═══ The records ═══
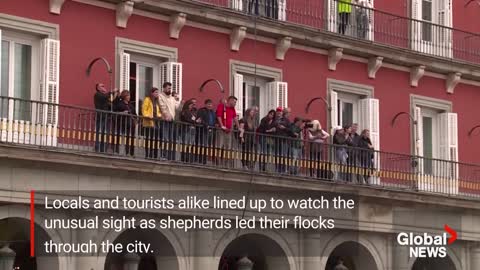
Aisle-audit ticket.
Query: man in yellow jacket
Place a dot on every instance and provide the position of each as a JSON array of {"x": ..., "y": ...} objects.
[
  {"x": 344, "y": 11},
  {"x": 151, "y": 124}
]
═══
Return every line of the records above word for word, leaving out the pictures.

Aisle-audit ticket.
Query: man in yellow jacket
Place a dot on every instance and provide the position of each as a JSON array of {"x": ..., "y": ...} objects.
[
  {"x": 344, "y": 11},
  {"x": 151, "y": 124}
]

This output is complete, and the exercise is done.